───── DATA SHOWN ─────

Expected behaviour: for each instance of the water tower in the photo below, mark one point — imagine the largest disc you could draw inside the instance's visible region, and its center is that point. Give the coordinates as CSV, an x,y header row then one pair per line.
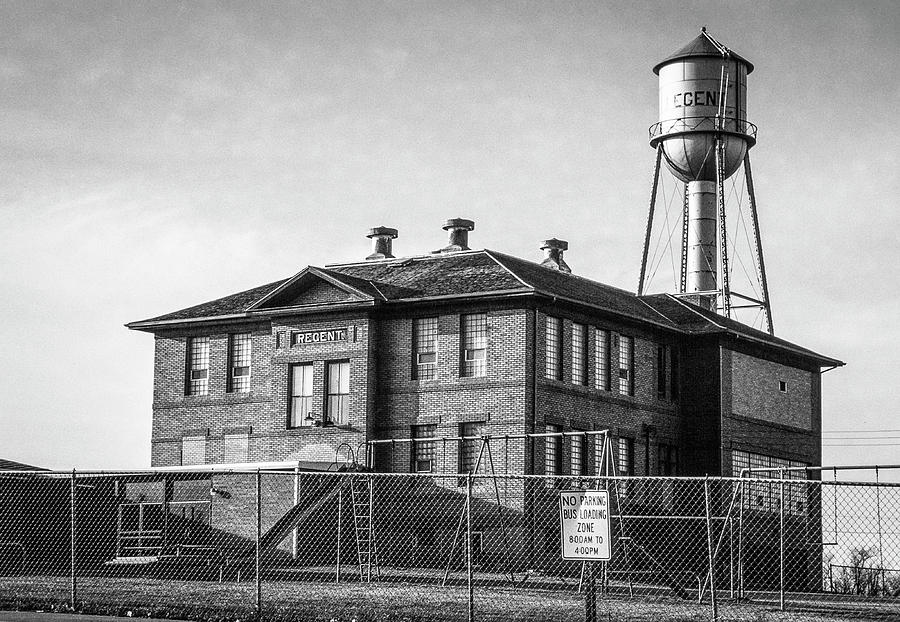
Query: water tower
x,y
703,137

─────
───── DATA SHOWN ─────

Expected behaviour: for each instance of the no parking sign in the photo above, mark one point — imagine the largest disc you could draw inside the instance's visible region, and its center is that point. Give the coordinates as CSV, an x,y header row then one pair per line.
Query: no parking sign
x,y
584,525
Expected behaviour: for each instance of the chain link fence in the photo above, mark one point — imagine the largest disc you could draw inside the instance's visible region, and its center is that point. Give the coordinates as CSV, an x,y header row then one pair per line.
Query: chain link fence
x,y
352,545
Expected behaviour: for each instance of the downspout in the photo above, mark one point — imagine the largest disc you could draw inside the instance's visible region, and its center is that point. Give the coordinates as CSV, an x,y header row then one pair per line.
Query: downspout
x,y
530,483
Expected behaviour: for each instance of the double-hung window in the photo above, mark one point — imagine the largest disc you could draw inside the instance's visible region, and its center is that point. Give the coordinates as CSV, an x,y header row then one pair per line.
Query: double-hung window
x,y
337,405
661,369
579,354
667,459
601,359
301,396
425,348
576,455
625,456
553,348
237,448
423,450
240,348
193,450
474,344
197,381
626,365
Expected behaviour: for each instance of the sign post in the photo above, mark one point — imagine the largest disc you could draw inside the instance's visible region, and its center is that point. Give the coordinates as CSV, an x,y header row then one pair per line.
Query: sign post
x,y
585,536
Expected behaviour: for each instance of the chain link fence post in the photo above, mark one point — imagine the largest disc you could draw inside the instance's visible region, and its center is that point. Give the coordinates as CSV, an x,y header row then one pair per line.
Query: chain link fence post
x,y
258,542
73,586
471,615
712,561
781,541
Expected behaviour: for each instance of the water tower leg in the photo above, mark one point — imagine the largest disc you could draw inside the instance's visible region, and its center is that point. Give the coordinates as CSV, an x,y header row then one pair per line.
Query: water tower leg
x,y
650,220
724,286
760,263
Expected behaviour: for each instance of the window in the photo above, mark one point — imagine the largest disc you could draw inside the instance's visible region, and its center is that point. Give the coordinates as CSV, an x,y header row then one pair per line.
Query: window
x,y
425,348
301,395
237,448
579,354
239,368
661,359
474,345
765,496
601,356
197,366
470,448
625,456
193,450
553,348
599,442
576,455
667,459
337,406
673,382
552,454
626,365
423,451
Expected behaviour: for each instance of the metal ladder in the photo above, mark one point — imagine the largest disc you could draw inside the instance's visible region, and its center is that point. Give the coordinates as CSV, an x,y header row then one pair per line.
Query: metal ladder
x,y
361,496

─────
───── DATA SHOWN ─────

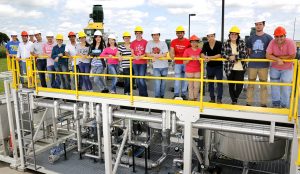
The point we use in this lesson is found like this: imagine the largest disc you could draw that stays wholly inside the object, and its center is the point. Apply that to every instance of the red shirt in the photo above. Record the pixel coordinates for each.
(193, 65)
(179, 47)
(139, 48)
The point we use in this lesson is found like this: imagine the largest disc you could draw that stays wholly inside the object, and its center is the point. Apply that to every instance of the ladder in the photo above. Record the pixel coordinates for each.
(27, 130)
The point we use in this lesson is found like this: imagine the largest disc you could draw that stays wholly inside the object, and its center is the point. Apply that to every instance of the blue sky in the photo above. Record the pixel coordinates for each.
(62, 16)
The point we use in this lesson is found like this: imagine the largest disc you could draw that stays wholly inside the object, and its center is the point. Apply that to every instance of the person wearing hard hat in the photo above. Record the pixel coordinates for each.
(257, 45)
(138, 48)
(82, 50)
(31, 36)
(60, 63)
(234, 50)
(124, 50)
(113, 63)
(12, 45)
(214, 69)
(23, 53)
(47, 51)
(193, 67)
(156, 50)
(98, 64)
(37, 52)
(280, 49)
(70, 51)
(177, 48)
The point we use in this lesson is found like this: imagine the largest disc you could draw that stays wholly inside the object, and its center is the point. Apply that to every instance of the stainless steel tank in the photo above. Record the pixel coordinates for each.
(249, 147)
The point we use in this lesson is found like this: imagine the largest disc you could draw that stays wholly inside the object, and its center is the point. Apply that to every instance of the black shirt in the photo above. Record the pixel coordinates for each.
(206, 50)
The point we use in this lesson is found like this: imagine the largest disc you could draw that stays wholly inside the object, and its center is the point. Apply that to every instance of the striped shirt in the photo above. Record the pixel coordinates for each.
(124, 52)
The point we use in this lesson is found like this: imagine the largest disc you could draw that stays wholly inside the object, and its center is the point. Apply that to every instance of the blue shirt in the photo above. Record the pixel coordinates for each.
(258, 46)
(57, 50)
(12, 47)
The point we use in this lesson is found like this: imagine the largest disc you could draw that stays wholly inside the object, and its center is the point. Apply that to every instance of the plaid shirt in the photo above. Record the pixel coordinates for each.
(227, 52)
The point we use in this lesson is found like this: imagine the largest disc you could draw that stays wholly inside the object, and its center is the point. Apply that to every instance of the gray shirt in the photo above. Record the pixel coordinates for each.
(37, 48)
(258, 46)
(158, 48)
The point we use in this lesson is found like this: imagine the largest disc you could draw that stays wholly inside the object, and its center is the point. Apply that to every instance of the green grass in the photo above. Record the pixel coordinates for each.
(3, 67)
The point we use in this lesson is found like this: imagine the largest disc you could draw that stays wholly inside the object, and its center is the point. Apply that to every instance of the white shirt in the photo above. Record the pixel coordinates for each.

─────

Switch "metal ladder" to "wooden ladder" in the lines from the one with "Expected behaviour: for each instance of the metal" to the one with "Query: metal ladder", and give those lines again with nothing else altered.

Expected behaviour: for each instance of the wooden ladder in the photo above, mark one point — imagine the largest disc you could draw inside the instance's visible region, and its center is that point. Give the coordinates as CSV, an x,y header row then one pair per line.
Query: wooden ladder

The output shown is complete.